— BEGIN Stored rows —

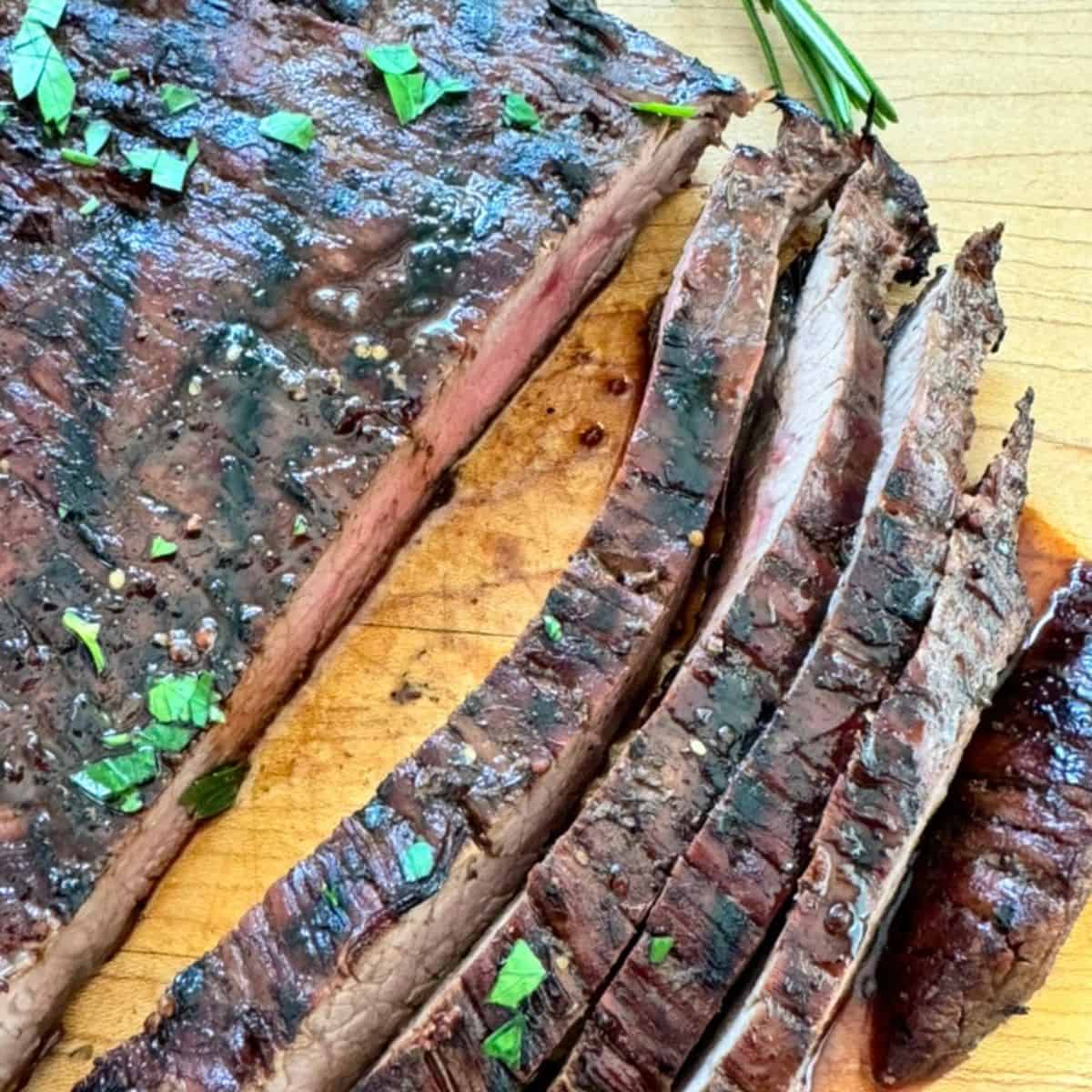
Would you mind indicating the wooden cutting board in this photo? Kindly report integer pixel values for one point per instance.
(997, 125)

— END Stored rows —
— BEGIN Stored rows —

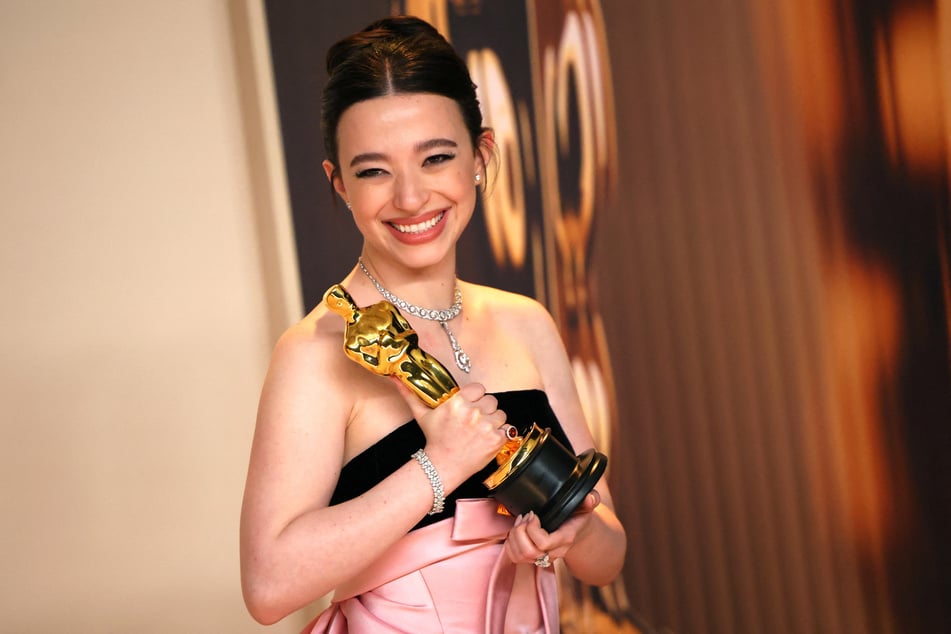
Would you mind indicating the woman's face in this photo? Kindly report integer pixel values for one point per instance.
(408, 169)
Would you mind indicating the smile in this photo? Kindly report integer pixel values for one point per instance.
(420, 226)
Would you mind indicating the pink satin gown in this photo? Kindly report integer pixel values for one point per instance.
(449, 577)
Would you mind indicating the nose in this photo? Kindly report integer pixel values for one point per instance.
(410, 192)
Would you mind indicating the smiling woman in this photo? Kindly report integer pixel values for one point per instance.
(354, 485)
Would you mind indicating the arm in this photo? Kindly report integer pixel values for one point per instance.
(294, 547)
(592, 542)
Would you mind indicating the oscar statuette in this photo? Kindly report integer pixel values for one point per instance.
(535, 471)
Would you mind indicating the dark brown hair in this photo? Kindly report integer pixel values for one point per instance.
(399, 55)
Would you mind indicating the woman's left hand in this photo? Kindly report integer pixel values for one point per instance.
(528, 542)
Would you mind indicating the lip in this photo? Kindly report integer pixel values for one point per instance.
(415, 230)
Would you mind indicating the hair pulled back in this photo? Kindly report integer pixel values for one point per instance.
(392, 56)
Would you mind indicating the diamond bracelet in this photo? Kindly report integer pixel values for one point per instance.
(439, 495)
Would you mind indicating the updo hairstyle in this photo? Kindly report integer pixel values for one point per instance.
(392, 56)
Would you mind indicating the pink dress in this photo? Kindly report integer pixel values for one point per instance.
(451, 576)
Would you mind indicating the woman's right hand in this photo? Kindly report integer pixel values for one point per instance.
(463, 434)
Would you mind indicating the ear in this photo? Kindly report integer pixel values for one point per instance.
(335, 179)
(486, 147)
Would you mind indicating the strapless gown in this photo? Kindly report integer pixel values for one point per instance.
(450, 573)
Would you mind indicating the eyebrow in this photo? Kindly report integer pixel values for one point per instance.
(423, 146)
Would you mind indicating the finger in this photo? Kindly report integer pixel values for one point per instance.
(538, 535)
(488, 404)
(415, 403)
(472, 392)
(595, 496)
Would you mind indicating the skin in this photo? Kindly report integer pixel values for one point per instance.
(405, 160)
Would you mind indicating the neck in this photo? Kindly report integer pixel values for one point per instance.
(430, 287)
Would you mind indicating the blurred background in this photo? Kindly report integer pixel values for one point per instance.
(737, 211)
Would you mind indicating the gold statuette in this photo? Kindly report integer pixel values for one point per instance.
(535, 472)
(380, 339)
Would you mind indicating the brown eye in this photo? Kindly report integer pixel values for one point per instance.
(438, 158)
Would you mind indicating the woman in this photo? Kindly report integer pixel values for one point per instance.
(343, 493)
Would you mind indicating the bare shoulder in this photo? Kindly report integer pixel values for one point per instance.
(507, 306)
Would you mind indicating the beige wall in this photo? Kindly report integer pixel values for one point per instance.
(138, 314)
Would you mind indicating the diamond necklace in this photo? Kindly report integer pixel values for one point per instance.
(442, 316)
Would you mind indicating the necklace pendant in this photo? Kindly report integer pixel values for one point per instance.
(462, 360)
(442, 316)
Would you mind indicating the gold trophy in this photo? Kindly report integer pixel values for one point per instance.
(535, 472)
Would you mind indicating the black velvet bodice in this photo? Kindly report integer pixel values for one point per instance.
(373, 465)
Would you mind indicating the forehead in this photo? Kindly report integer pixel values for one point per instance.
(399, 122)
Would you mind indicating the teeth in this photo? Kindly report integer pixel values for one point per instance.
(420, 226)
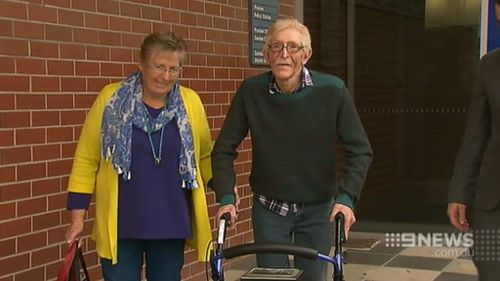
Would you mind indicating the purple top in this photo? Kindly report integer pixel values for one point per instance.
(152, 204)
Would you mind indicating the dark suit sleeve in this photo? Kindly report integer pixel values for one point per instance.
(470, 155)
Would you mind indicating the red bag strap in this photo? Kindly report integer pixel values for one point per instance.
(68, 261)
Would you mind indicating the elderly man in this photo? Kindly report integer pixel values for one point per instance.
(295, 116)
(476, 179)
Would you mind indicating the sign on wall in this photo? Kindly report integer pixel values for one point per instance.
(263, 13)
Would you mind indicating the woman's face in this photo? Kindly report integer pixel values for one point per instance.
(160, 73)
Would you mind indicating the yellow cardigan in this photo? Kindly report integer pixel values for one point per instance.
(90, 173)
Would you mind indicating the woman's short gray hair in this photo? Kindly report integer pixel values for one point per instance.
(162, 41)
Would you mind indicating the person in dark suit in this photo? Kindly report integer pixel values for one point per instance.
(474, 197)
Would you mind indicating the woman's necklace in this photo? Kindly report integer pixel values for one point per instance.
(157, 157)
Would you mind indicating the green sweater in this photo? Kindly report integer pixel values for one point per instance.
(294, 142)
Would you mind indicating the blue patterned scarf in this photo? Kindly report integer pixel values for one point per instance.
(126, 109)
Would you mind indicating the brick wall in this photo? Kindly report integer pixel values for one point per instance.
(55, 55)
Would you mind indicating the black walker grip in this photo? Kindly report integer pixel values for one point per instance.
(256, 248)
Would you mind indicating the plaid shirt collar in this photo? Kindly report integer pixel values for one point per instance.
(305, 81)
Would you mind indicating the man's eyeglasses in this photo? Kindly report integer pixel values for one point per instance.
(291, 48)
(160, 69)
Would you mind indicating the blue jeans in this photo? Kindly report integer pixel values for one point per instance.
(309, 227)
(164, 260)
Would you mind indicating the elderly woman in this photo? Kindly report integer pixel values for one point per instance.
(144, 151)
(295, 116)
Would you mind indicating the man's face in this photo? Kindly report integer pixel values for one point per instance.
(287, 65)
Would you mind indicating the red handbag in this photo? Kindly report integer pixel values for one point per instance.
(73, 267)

— END Stored rows —
— BEGIN Stored rows —

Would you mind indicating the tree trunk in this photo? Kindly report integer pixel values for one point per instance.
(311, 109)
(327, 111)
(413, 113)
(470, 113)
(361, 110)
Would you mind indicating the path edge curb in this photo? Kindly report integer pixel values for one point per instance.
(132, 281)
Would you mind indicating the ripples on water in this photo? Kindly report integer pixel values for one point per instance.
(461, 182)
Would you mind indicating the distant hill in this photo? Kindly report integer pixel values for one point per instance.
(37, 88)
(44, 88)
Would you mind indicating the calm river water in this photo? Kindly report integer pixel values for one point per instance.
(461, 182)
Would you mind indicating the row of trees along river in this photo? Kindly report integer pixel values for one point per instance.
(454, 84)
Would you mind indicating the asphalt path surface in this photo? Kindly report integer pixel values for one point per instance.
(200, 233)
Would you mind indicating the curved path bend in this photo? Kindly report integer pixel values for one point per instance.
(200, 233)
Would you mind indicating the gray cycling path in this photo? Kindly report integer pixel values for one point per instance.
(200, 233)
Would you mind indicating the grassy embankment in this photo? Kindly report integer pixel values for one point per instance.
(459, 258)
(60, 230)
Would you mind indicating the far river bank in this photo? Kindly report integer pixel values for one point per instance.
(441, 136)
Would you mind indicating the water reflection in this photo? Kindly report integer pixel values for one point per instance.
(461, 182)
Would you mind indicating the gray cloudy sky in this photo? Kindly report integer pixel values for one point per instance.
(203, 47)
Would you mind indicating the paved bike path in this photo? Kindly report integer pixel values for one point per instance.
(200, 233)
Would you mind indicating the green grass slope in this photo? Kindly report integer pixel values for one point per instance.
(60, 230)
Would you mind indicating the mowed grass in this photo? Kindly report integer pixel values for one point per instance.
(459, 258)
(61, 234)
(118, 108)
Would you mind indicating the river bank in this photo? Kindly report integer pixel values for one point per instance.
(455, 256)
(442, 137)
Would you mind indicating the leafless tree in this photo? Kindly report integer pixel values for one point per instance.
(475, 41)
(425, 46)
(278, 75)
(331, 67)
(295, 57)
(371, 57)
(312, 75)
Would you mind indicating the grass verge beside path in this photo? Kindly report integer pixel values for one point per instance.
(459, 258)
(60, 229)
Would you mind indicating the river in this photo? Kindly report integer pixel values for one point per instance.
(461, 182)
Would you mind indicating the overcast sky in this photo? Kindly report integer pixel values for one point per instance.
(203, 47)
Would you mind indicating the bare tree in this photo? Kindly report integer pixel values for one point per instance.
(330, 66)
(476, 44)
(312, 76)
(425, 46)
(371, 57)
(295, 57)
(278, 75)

— END Stored rows —

_What is required_
Select every line in the material above that contains the word "gown", paying attention to case.

_Problem solution_
Would you mind indicating the pink satin gown in this photo? Kindly report integer pixel values for one point per instance.
Would you mind indicating the strapless gown in this photo? Kindly report integer pixel values for one point per instance.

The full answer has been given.